## begin Given text

The Bottom Line: A partnership is a pass-through entity. That being said, the partnership still must file IRS Form 1065. The information on this form is used to generate a Schedule K-1 for each individual partner. Schedule K-1 helps ensure that income and expenses are properly reported on each partner’s individual tax return.
Form 1065 is the federal tax form that partnerships use to report their income and expenses. Even though a partnership is a pass-through entity for the purposes of federal taxation, it is still crucial that Form 1065 be accurate. The information provided on the form is used to allocate income and expenses to individual partners. Form 1065 consists of several parts and schedules that require detailed information about the partnership’s financial activities. Here are some of the most important:
Income: Within this section of Form 1065, the partnership reports its gross receipts, and other trade or business income. The cost of goods sold is subtracted here, and certain net gains and other income are also reported to determine total income (or loss).
Deductions: This is where the partnership lists its tax-deductible expenses. Some examples are salaries, guaranteed payments to partners, rent, taxes, interest, and depreciation. These deductions are subtracted from total income (loss) to calculate the partnership’s ordinary business income (or loss). This amount will then be used in determining each partner’s distributive share.
Schedule B, Other Information: Various other information related to the partnership’s operations and tax matters are reported here. Depending on the nature of the partnership, Schedule B may be extremely important, or it may be largely inapplicable.
Schedule K, Partners’ Distributive Share Items: The partnership must allocate its income, losses, deductions, and credits to each partner based on their respective shares. You need to work with an experienced small business tax professional to help ensure that Schedule K is completed properly. Remember, the partners will use this information to complete their individual tax returns.

## end Given text
## begin Records

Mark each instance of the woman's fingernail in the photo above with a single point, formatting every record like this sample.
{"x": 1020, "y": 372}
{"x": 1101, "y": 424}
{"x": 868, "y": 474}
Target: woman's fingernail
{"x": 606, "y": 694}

## end Records

▶ **Exercise task**:
In the text on Form 1065, what are the deductions subtracted from in order to calculate the partnership's ordinary business income (or loss)?

▶ **The output**:
They are subtracted from total income (loss).